BEGIN Raw data

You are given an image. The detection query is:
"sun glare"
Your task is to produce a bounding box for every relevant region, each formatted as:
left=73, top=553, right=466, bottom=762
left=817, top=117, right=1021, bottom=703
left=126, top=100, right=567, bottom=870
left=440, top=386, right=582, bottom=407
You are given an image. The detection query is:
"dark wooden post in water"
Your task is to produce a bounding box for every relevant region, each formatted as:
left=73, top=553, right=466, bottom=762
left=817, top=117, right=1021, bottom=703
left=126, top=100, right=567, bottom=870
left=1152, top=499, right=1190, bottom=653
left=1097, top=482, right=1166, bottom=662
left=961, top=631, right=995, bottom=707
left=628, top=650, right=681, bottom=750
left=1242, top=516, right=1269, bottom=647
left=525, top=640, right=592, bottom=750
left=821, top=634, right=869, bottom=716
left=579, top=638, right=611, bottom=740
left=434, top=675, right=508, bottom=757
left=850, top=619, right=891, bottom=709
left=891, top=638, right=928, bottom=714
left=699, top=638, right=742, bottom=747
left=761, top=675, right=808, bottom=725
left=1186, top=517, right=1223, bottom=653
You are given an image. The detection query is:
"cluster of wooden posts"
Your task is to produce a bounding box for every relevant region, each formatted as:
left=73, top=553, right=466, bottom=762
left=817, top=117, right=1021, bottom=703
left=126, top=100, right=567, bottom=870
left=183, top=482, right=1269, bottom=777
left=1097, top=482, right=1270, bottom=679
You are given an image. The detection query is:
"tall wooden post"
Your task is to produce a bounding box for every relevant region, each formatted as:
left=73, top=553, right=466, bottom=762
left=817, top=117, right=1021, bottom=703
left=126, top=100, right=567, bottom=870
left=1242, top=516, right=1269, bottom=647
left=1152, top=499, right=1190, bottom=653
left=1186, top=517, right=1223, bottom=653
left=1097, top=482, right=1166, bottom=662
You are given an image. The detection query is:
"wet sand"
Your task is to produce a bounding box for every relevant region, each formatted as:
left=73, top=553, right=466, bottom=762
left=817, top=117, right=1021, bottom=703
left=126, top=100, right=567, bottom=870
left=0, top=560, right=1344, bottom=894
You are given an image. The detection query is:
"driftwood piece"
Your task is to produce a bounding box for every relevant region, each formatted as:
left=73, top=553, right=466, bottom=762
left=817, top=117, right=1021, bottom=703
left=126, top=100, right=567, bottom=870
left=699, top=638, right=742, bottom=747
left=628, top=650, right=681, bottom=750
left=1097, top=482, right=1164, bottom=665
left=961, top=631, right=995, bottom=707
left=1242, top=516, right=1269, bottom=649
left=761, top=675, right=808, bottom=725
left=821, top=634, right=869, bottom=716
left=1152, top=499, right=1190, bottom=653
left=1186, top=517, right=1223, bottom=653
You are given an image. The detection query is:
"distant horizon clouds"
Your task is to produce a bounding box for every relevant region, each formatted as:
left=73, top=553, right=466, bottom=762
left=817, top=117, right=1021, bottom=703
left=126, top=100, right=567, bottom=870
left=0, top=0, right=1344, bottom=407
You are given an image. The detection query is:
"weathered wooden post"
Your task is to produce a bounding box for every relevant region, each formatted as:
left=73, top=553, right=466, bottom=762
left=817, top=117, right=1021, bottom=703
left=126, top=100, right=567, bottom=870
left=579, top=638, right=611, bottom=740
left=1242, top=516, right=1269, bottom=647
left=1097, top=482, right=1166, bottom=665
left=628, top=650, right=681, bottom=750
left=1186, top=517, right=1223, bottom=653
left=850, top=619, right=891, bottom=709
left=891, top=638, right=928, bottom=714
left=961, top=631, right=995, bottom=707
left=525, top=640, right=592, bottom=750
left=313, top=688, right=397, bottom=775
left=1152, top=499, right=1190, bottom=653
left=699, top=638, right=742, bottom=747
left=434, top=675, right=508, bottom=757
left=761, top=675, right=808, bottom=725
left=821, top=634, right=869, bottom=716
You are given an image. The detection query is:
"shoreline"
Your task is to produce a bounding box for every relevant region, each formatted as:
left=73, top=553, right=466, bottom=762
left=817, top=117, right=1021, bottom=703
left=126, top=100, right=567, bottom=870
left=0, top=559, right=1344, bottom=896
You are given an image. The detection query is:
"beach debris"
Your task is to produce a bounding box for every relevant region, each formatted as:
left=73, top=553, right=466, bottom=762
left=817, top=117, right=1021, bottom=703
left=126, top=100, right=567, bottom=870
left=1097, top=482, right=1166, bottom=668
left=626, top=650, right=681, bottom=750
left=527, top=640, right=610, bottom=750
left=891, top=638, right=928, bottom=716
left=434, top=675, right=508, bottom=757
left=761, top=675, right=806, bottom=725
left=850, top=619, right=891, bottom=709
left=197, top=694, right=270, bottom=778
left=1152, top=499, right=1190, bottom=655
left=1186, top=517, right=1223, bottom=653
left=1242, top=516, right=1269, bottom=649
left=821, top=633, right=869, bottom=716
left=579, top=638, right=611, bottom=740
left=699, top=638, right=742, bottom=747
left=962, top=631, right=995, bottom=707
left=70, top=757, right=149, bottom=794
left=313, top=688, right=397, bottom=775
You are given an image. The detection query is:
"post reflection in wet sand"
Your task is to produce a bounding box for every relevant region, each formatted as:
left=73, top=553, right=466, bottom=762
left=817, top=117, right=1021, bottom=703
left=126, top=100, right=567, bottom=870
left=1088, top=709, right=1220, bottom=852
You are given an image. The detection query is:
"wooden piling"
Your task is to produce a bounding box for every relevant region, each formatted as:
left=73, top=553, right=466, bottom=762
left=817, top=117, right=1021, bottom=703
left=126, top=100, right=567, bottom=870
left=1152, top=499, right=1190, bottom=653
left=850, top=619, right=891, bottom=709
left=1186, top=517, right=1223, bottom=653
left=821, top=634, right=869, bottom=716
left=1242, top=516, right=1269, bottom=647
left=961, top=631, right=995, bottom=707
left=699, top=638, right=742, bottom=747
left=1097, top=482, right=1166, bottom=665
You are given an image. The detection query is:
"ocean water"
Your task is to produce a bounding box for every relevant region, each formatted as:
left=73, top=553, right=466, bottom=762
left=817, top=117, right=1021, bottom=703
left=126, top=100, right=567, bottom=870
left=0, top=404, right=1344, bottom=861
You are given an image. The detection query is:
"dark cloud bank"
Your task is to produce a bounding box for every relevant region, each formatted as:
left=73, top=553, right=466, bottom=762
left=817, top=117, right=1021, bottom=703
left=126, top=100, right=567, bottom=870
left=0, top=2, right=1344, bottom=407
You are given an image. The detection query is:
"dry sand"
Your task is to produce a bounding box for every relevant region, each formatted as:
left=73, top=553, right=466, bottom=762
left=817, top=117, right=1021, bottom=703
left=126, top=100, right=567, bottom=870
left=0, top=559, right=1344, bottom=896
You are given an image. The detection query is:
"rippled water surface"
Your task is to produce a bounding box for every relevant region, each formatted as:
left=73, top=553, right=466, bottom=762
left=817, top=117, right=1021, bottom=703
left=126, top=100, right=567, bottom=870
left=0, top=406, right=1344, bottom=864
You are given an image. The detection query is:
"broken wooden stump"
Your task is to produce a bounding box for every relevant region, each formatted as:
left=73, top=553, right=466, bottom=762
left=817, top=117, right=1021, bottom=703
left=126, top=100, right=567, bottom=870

END Raw data

* **Goal of the exercise**
Rewrite all of the data above, renaming "detection query" to "search phrase" wherever it occurs. Leave everything else unchanged.

* **Exercise answer**
You are given an image. The search phrase is:
"sun glare"
Your task is to produce a bounding box for every relevant region, each formatted as:
left=73, top=553, right=466, bottom=762
left=817, top=117, right=1021, bottom=703
left=126, top=100, right=567, bottom=870
left=440, top=386, right=582, bottom=407
You are given an image. The search phrase is:
"dark wooden post in water"
Your task is to produce a bounding box for every relevant region, each formatted as:
left=73, top=553, right=466, bottom=762
left=817, top=117, right=1021, bottom=703
left=126, top=100, right=567, bottom=870
left=1152, top=499, right=1190, bottom=653
left=1097, top=482, right=1166, bottom=662
left=961, top=631, right=995, bottom=707
left=628, top=650, right=681, bottom=750
left=1242, top=516, right=1269, bottom=647
left=525, top=640, right=592, bottom=750
left=821, top=634, right=869, bottom=716
left=579, top=638, right=611, bottom=740
left=434, top=675, right=508, bottom=757
left=850, top=619, right=891, bottom=709
left=891, top=638, right=928, bottom=714
left=699, top=638, right=742, bottom=747
left=761, top=675, right=808, bottom=725
left=1186, top=517, right=1223, bottom=653
You are given an image. The search phrase is:
"cluster of wooden posts"
Your task is to produce a bounding box for every relevant region, each formatted as:
left=73, top=553, right=466, bottom=762
left=817, top=117, right=1021, bottom=703
left=126, top=100, right=567, bottom=870
left=183, top=482, right=1269, bottom=777
left=1097, top=482, right=1270, bottom=679
You are given an image. The search phrase is:
"tall wooden post"
Your task is to produce a bounding box for every relevant region, each formatted as:
left=73, top=553, right=466, bottom=762
left=817, top=117, right=1021, bottom=703
left=126, top=100, right=567, bottom=870
left=1242, top=516, right=1269, bottom=647
left=1152, top=499, right=1190, bottom=653
left=1186, top=517, right=1223, bottom=653
left=1097, top=482, right=1166, bottom=662
You are given an image. The search phrase is:
"wet sand"
Your task is to produce a bounding box for every relevant region, each formatted as:
left=73, top=553, right=466, bottom=762
left=817, top=117, right=1021, bottom=703
left=126, top=100, right=567, bottom=870
left=0, top=560, right=1344, bottom=894
You are given an image. The search phrase is:
"driftwood piece"
Your task is to produce a bounding box for every relevant region, each formatted as:
left=73, top=553, right=466, bottom=762
left=817, top=117, right=1021, bottom=703
left=126, top=100, right=567, bottom=870
left=699, top=638, right=742, bottom=747
left=628, top=650, right=681, bottom=750
left=1097, top=482, right=1164, bottom=665
left=961, top=631, right=995, bottom=707
left=1242, top=516, right=1269, bottom=649
left=761, top=675, right=808, bottom=725
left=821, top=634, right=869, bottom=716
left=1152, top=499, right=1190, bottom=653
left=1186, top=517, right=1223, bottom=653
You are given an image. The search phrase is:
"distant horizon clouds"
Your task is to produce a bounding box for every relevant region, each formatted as:
left=73, top=553, right=466, bottom=762
left=817, top=117, right=1021, bottom=703
left=126, top=100, right=567, bottom=870
left=0, top=0, right=1344, bottom=407
You are given an image. The search phrase is:
"weathered wooden post"
Your task is to produce a bounding box for every relevant region, each formatted as:
left=73, top=553, right=466, bottom=762
left=817, top=117, right=1021, bottom=703
left=126, top=100, right=567, bottom=870
left=579, top=638, right=611, bottom=740
left=1242, top=516, right=1269, bottom=647
left=1097, top=482, right=1166, bottom=665
left=628, top=650, right=681, bottom=750
left=1186, top=517, right=1223, bottom=653
left=850, top=619, right=891, bottom=709
left=891, top=638, right=928, bottom=714
left=961, top=631, right=995, bottom=707
left=525, top=640, right=592, bottom=750
left=313, top=688, right=397, bottom=775
left=1152, top=499, right=1190, bottom=653
left=699, top=638, right=742, bottom=747
left=434, top=675, right=508, bottom=757
left=761, top=675, right=808, bottom=725
left=821, top=634, right=869, bottom=716
You are given an image. The search phrase is:
"shoreline"
Your task is to produce a bounding box for every relevant region, each formatted as:
left=73, top=553, right=466, bottom=762
left=817, top=117, right=1021, bottom=703
left=126, top=100, right=567, bottom=870
left=0, top=559, right=1344, bottom=896
You are given an image. The search phrase is:
"beach debris"
Your task is to produce a bounding box for every relevant region, each formatted as:
left=73, top=553, right=466, bottom=762
left=817, top=117, right=1021, bottom=703
left=126, top=100, right=567, bottom=870
left=1097, top=482, right=1166, bottom=668
left=626, top=650, right=681, bottom=750
left=527, top=640, right=610, bottom=750
left=891, top=638, right=928, bottom=716
left=434, top=675, right=508, bottom=757
left=761, top=675, right=806, bottom=725
left=850, top=619, right=891, bottom=709
left=197, top=694, right=270, bottom=778
left=1152, top=499, right=1190, bottom=655
left=1186, top=517, right=1223, bottom=653
left=1242, top=516, right=1269, bottom=649
left=821, top=633, right=869, bottom=716
left=579, top=638, right=611, bottom=740
left=699, top=638, right=742, bottom=747
left=962, top=631, right=995, bottom=707
left=70, top=757, right=149, bottom=794
left=313, top=688, right=397, bottom=775
You are given an image. The search phrase is:
"post reflection in wet sand"
Your task is to produce a bounding box for every relevant region, each formatted as:
left=73, top=553, right=466, bottom=762
left=817, top=117, right=1021, bottom=703
left=126, top=100, right=567, bottom=870
left=1088, top=709, right=1220, bottom=852
You are given an image. The search phrase is:
"wooden piling"
Your task is to produce a bounding box for every relevant region, each formatted as:
left=73, top=553, right=466, bottom=762
left=817, top=117, right=1021, bottom=703
left=126, top=100, right=567, bottom=870
left=1152, top=499, right=1190, bottom=653
left=850, top=619, right=891, bottom=709
left=1186, top=517, right=1223, bottom=653
left=821, top=634, right=869, bottom=716
left=1242, top=516, right=1269, bottom=647
left=961, top=631, right=995, bottom=707
left=699, top=638, right=742, bottom=747
left=1097, top=482, right=1166, bottom=665
You are given an image. The search phrase is:
"ocean water"
Your task is to produce a bounding box for every relevant region, each formatted as:
left=73, top=553, right=466, bottom=762
left=817, top=117, right=1021, bottom=703
left=126, top=100, right=567, bottom=870
left=0, top=404, right=1344, bottom=861
You are given an image. The search phrase is:
"dark cloud bank"
Your task is to produce a bounding box for every relevant region, each formatted as:
left=73, top=553, right=466, bottom=762
left=817, top=117, right=1021, bottom=703
left=126, top=100, right=567, bottom=870
left=0, top=2, right=1344, bottom=407
You are given an image. The search phrase is:
"dry sand"
Your task is to produce a bounding box for every relevant region, each formatted as:
left=73, top=553, right=466, bottom=762
left=817, top=117, right=1021, bottom=703
left=126, top=100, right=567, bottom=870
left=0, top=559, right=1344, bottom=896
You are given an image. The search phrase is:
"rippled water surface"
Your task is to produce a bounding box for every relevant region, each formatted as:
left=73, top=553, right=466, bottom=762
left=817, top=117, right=1021, bottom=703
left=126, top=100, right=567, bottom=870
left=0, top=406, right=1344, bottom=864
You are given an image. The search phrase is:
"broken wooden stump"
Your task is to produce a bounding box for every relevant region, each formatted as:
left=73, top=553, right=466, bottom=762
left=817, top=117, right=1021, bottom=703
left=126, top=100, right=567, bottom=870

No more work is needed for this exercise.